*** TASK MATERIAL

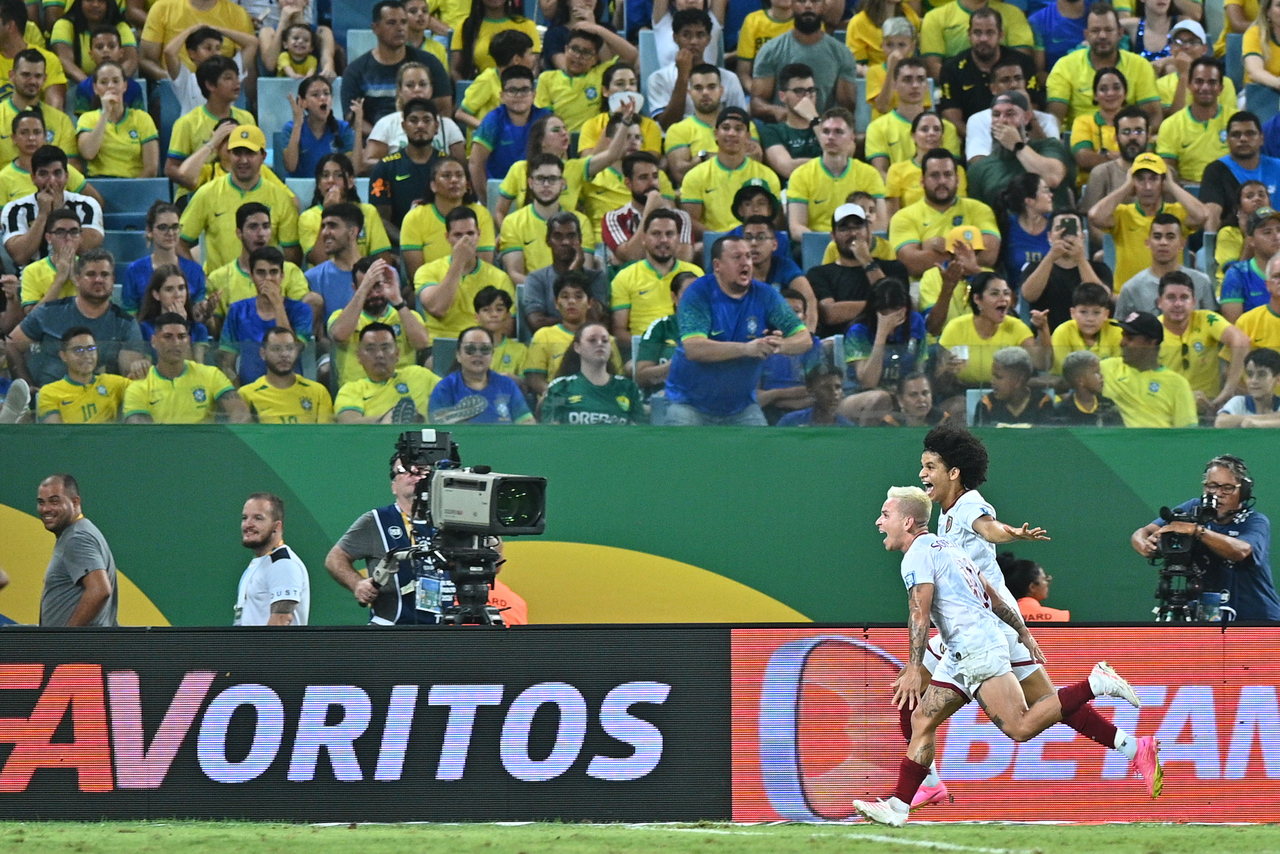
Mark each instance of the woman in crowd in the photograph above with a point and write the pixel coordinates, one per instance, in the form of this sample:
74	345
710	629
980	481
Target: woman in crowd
315	131
1027	205
488	18
387	136
117	141
168	291
73	35
904	185
336	182
163	234
588	387
1093	136
472	393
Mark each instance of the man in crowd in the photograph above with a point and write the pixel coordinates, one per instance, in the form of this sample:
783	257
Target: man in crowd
247	320
524	233
178	391
448	286
1221	179
967	77
918	232
1070	82
670	95
274	589
822	185
206	213
791	142
620	232
80	583
728	325
378	298
641	292
1006	76
1147	393
373	76
708	191
82	396
835	72
1165	242
1129	224
1194	137
565	241
27	219
280	396
387	393
1014	154
115	333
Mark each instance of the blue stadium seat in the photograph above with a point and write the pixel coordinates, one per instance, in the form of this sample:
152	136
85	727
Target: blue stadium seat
1235	59
1261	100
813	247
124	247
648	62
127	200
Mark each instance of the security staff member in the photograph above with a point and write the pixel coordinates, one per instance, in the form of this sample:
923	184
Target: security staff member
1233	548
370	538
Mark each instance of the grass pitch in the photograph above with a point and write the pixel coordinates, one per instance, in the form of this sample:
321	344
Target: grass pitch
197	837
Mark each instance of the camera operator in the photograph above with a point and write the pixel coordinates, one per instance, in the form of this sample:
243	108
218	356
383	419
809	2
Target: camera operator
1233	548
370	538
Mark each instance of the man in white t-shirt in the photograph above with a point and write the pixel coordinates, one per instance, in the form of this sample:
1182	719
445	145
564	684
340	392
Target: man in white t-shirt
946	589
274	589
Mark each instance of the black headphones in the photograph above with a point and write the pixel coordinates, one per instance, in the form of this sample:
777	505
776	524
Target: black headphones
1237	467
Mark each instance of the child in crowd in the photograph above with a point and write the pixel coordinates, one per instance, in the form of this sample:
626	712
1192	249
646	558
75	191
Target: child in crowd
1083	405
1261	406
1088	327
315	131
105	46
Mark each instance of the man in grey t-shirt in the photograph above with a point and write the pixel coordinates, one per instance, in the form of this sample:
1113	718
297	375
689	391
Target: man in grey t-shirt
80	583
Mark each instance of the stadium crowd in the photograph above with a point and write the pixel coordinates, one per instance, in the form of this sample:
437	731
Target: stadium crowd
703	211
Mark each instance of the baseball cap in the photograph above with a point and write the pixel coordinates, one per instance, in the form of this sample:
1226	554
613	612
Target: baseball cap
848	209
1192	27
734	113
1260	217
247	136
1142	323
1150	161
965	234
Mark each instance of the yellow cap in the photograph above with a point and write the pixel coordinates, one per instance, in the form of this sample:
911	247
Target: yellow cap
1148	160
965	234
247	136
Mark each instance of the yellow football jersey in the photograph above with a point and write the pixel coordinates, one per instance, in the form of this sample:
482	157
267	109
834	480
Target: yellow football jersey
373	400
304	402
188	398
96	402
462	311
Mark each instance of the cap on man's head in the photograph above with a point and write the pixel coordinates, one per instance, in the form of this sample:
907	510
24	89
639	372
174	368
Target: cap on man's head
1260	217
848	210
247	136
1150	161
735	113
1013	96
1142	323
965	234
1192	27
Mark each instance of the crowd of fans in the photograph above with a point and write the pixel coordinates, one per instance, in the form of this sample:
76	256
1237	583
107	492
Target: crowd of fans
1055	214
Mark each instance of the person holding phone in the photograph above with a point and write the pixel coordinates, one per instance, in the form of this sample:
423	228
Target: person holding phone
1050	284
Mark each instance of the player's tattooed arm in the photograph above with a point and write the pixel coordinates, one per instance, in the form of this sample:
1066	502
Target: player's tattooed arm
997	531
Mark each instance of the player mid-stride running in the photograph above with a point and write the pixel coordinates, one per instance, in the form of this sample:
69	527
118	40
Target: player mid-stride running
945	588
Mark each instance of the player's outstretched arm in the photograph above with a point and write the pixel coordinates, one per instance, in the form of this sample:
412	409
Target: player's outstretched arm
997	531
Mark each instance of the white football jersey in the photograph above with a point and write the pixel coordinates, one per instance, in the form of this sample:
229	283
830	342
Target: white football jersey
961	610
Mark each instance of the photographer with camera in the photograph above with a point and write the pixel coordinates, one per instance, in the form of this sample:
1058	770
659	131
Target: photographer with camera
1229	543
371	537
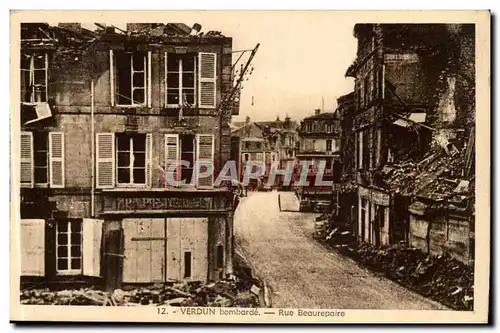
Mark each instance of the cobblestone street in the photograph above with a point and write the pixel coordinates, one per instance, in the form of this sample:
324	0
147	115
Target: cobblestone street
300	272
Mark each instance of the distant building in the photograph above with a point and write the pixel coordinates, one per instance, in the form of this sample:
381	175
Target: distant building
319	140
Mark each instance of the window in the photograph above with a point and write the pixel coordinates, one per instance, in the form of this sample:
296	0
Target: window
69	246
41	158
187	154
34	68
366	90
187	264
131	158
130	77
220	256
181	79
366	150
190	149
328	145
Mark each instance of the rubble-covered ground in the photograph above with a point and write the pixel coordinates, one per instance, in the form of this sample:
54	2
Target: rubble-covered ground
240	291
301	272
440	278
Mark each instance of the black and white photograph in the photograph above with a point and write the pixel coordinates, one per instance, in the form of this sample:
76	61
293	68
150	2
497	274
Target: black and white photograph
247	166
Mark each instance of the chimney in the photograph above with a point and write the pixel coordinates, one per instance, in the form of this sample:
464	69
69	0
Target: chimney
71	26
195	30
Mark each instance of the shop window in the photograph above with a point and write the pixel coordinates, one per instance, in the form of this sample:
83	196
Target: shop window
69	246
131	158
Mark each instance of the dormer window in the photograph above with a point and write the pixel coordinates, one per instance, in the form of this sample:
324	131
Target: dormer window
34	68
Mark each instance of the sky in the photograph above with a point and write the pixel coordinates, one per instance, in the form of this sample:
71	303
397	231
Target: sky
301	60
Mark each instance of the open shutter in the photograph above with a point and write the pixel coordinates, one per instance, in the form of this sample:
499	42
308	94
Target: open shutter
56	159
149	143
205	154
91	247
27	178
105	160
171	155
165	79
32	247
207	79
148	82
112	77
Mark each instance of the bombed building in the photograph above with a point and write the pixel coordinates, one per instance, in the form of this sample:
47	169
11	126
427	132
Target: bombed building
413	133
103	115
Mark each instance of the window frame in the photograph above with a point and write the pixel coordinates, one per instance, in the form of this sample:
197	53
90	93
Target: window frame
131	160
47	159
180	72
147	79
69	271
31	84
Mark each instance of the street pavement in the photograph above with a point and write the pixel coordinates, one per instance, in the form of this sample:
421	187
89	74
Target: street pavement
302	273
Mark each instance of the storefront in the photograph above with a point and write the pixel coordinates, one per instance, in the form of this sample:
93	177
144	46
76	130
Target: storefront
166	236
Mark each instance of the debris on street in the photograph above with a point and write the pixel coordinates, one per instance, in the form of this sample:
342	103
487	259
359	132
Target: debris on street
441	278
224	293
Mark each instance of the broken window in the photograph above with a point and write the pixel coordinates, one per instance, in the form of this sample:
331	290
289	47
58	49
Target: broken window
41	157
34	68
187	264
366	90
187	154
69	246
220	256
366	149
181	79
328	145
131	158
130	77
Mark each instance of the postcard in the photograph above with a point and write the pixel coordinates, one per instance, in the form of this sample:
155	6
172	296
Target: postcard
250	166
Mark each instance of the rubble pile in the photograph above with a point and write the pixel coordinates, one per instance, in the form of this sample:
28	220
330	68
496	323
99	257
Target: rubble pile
224	293
441	278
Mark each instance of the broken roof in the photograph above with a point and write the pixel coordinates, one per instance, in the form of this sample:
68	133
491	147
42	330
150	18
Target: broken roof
437	177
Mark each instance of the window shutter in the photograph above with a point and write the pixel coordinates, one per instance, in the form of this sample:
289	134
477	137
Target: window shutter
148	83
27	178
56	159
171	154
105	160
207	79
32	247
205	153
112	77
149	143
91	247
165	80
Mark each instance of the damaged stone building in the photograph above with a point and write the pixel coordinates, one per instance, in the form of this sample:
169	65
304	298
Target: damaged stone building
104	113
413	132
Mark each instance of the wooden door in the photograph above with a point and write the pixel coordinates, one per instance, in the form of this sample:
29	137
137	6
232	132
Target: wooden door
187	249
144	250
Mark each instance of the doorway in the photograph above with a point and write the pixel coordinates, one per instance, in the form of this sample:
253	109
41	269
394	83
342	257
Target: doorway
165	249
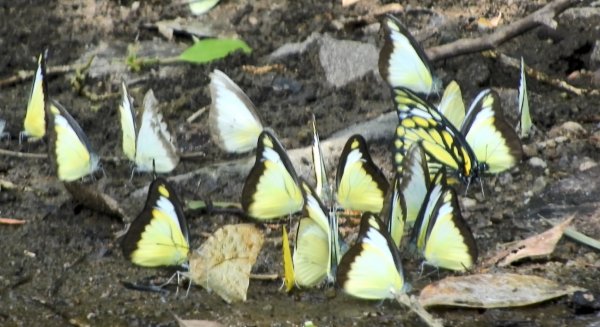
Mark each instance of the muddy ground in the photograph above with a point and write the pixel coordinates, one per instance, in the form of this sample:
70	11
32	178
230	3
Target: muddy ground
64	266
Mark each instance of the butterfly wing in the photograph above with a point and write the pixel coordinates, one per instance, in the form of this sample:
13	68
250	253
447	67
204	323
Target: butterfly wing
452	106
271	189
159	235
525	123
322	188
393	213
288	265
233	121
402	61
155	150
70	148
420	122
224	261
450	243
35	119
493	141
360	183
127	118
371	269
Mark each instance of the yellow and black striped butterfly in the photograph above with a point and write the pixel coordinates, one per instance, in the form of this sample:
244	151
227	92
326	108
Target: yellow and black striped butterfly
272	188
159	235
371	269
317	249
402	61
233	121
70	147
35	117
360	183
485	143
441	235
151	145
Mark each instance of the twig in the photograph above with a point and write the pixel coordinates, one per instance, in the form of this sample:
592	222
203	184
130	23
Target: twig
196	114
536	74
502	34
415	307
23	154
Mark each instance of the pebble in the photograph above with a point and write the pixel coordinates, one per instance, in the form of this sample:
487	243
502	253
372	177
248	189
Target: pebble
537	162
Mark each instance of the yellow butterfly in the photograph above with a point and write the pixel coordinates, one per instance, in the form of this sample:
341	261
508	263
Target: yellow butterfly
371	269
452	106
233	121
360	184
441	234
525	123
272	188
393	213
159	235
151	146
70	147
223	262
485	143
317	249
35	118
402	61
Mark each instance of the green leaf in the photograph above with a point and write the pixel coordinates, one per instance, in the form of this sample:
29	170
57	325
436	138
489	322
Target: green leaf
208	50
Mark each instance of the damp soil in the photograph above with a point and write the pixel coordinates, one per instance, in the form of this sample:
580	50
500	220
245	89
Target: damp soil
64	265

******

● WHAT NEEDS TO BE DONE:
Starting at the line with "Mark each instance of the yellow butterfly", copy every line up to and including the last one in the entries above.

● TASK ANSWER:
Mark each instance of the yellow butterfly in the photograph above with a point and write the pixel coordinates, one per instance, in the form of this sample:
341	261
508	263
Target: yellow butterfly
371	269
452	106
233	121
360	184
441	234
525	123
272	188
393	213
159	235
151	146
70	147
223	262
485	143
317	249
35	118
402	61
Mark each instance of the green leaf in the photograph above with a point and write the pixel coordinates, one per instance, in the form of this sample:
29	170
57	325
436	138
489	322
Target: green leaf
208	50
Mark each instance of the damp soil in the photograph above with a point and write the pixel coordinates, one per instance, in the form of this sample:
580	50
500	220
245	89
Target: damp soil
64	265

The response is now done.